Objectif annoncé
Poursuivez la rédaction de l'extrait consacré à l'histoire du joaillier Van Cleef & Arpels, en reprenant juste après sa dernière phrase.

Extrait fourni

━━━━━━

Ces bijoux et objets sont encore aujourd’hui une signature très forte de l’identité stylistique du joaillier. L’influence Art déco bat son plein, comme le montrent les bijoux aux formes géométriques avec leurs aplats d’or très caractéristiques. En 1933, Van Cleef & Arpels dépose un brevet sur le fameux Serti Mystérieux, une autre signature majeure, devenue intemporelle, de la Maison. 

Clip Pivoine, 1937 Platine, or jaune, serti Mystérieux rubis, et diamants Ancienne collection de son Altesse royale la princesse Faiza d’Egypte Collection Van Cleef & Arpels © Van Cleef & Arpels SA – 2023

  • Chapitre 3. De Paris à New York (1938 – 1953)

La troisième partie de ce tome 1 débute avec l’expansion de la Maison outre-Atlantique. Succédant à l’Exposition universelle parisienne de 1937, la Foire internationale de New York de 1939 lui permet de préparer puis concrétiser la même année son introduction pérenne aux États-Unis. Van Cleef & Arpels y agrandira sa filiale dans les années 1940.

Si l’histoire qui lie le joaillier à l’univers de la danse remonte aux années 1920 à Paris (Louis Arpels est passionné de ballet et se rend souvent à l’Opéra), c’est en 1940 que naissent les premiers clips ballerine de la Maison, dans sa filiale de New York.

Clip Danseuse Paillettes, 1953 Platine, or jaune, or rose, or blanc et diamants Collection Van Cleef & Arpels © Van Cleef & Arpels SA – 2023

Parmi les innovations présentées à l’Exposition new-yorkaise de 1939 figurent les bijoux Passe-Partout. Audacieuse association entre le naturalisme floral traditionnel et la fonctionnalité moderniste, cette pièce renouvelle les codes stylistiques de la joaillerie. Breveté en 1938, le Passe-Partout, comme son nom l’indique, se caractérise par son caractère transformable.

━━━━━━

Lignes
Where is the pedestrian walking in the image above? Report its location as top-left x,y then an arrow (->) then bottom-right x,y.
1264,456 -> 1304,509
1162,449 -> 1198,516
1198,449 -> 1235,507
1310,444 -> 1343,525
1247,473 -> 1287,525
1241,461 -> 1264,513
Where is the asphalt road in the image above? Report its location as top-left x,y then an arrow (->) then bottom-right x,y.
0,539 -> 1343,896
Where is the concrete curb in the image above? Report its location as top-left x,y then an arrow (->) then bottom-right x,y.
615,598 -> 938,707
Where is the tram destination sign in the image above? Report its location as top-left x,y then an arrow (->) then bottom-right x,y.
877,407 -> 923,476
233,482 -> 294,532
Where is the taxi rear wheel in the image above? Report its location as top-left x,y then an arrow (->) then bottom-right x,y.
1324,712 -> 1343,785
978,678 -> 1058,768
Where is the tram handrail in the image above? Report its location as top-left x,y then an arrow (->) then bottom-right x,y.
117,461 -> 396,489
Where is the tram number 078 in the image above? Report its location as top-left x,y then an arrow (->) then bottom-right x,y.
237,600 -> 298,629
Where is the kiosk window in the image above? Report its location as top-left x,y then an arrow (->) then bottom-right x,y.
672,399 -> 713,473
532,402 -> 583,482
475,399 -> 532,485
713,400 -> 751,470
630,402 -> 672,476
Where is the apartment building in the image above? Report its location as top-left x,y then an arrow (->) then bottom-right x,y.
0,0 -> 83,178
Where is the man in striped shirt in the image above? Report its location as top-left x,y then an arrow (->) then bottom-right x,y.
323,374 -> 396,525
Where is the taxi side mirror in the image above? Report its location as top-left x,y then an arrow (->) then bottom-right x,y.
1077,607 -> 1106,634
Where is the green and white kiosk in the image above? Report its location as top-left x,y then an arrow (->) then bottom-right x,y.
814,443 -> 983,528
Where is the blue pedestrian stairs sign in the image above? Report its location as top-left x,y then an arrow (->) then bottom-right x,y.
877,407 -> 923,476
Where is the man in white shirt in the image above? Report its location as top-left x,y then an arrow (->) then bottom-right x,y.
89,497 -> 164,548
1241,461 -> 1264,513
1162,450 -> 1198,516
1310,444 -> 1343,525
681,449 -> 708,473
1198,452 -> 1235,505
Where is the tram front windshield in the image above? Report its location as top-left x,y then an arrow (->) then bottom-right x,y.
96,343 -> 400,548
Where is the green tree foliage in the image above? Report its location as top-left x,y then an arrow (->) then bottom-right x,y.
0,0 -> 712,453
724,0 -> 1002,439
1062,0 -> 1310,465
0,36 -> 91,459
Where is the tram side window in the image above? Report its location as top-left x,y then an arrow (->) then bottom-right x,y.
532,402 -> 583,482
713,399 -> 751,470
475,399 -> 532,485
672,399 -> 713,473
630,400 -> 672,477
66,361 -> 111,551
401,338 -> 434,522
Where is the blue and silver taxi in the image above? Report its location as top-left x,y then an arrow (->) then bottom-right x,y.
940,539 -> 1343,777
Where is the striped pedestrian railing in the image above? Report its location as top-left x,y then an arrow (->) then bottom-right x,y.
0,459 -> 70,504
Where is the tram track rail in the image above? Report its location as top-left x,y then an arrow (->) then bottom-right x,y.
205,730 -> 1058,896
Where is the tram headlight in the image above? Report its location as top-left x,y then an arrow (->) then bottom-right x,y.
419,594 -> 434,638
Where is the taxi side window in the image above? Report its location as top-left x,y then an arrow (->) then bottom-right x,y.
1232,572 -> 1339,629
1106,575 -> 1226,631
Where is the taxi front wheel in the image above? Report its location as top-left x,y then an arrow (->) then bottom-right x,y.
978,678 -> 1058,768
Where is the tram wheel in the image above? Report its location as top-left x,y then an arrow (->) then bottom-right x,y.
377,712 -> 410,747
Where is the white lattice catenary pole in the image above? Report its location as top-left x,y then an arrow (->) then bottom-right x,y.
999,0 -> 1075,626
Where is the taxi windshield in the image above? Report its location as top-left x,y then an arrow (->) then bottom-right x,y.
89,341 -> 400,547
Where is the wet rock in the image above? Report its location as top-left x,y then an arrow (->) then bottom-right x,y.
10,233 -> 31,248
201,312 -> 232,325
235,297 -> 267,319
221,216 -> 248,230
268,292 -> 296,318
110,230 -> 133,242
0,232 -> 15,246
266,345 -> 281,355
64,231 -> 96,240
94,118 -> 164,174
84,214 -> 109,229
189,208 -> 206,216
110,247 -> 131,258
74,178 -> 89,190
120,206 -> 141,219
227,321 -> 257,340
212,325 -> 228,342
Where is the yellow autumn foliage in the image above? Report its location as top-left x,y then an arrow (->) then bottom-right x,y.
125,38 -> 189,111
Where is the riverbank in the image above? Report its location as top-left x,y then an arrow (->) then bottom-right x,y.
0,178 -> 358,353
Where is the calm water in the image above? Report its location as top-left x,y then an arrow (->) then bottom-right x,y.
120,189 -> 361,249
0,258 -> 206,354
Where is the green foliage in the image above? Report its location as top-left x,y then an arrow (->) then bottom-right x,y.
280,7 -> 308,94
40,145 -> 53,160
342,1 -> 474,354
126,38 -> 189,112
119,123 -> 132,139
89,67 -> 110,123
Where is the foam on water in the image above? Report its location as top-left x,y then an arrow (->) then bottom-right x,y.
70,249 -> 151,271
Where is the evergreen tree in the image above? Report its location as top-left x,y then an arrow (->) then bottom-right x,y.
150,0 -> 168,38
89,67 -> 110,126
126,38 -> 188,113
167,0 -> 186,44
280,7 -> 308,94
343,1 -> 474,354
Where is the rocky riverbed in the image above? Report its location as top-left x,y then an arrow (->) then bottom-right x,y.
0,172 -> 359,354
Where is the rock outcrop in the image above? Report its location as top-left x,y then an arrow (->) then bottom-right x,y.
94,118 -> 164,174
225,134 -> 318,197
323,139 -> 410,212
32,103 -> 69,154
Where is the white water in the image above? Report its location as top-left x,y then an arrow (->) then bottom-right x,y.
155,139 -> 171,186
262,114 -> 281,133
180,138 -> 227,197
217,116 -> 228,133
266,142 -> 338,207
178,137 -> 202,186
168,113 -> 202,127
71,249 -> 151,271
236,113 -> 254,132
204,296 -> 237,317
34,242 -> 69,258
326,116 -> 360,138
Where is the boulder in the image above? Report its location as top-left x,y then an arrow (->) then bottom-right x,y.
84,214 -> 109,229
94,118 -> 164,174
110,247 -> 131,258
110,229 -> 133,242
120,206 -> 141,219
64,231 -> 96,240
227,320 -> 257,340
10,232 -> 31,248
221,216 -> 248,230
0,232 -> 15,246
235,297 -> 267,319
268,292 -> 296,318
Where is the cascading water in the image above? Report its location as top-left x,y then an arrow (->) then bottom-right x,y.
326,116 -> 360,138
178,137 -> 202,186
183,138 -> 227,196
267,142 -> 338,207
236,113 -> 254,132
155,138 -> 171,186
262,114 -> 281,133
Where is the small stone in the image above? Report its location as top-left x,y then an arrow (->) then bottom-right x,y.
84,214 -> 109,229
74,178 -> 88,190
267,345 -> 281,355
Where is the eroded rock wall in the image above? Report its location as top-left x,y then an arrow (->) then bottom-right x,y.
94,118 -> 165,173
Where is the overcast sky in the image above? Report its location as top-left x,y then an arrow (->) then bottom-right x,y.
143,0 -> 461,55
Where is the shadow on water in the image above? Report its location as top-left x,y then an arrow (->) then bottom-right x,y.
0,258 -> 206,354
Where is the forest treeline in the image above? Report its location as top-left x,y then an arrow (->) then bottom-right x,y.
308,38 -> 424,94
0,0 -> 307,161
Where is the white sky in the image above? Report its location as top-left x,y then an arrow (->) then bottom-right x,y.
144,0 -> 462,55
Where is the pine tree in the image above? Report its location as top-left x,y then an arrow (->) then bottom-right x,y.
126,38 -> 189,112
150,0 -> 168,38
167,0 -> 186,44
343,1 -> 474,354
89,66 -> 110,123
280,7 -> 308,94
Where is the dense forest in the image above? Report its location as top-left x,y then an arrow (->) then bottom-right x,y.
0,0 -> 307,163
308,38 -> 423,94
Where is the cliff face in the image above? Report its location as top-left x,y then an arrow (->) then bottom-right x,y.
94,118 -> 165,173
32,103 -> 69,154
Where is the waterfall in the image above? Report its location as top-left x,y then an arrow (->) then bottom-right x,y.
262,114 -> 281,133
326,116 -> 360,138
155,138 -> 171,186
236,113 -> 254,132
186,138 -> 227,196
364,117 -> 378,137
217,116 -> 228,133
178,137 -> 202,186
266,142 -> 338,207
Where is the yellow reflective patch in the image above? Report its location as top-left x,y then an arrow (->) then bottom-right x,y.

━━━━━━

Réponse proposée
Juste avant la guerre, une certaine insouciance éclaire encore un monde en sursis. De somptueuses parures voient le jour, typiques de la période « joaillerie blanche » (platine et diamant) qui est en vogue depuis les années 1920. Elles figurent parmi les plus beaux fleurons du patrimoine de de la Maison, comme la Collerette, sublime collier de lumière réalisé pour la reine Nazli d’Egypte.

Collerette, 1939 Platine, diamants Van Cleef & Arpels Collection © Van Cleef & Arpels SA

Les 2 tomes de l’ouvrage ne sont que la continuité, ou plutôt la pierre angulaire, de la mission que s’est fixée Van Cleef & Arpels : inviter le grand public à découvrir le patrimoine joaillier universel, appartenant à la Maison ou pas, à travers des initiatives permanentes. L’Ecole des Arts Joailliers, maintenant située dans l’Hôtel de Mercy-Argenteau, 16 bis Bd Montmartre et la Galerie du Patrimoine, place Vendôme, en sont un relais tangible.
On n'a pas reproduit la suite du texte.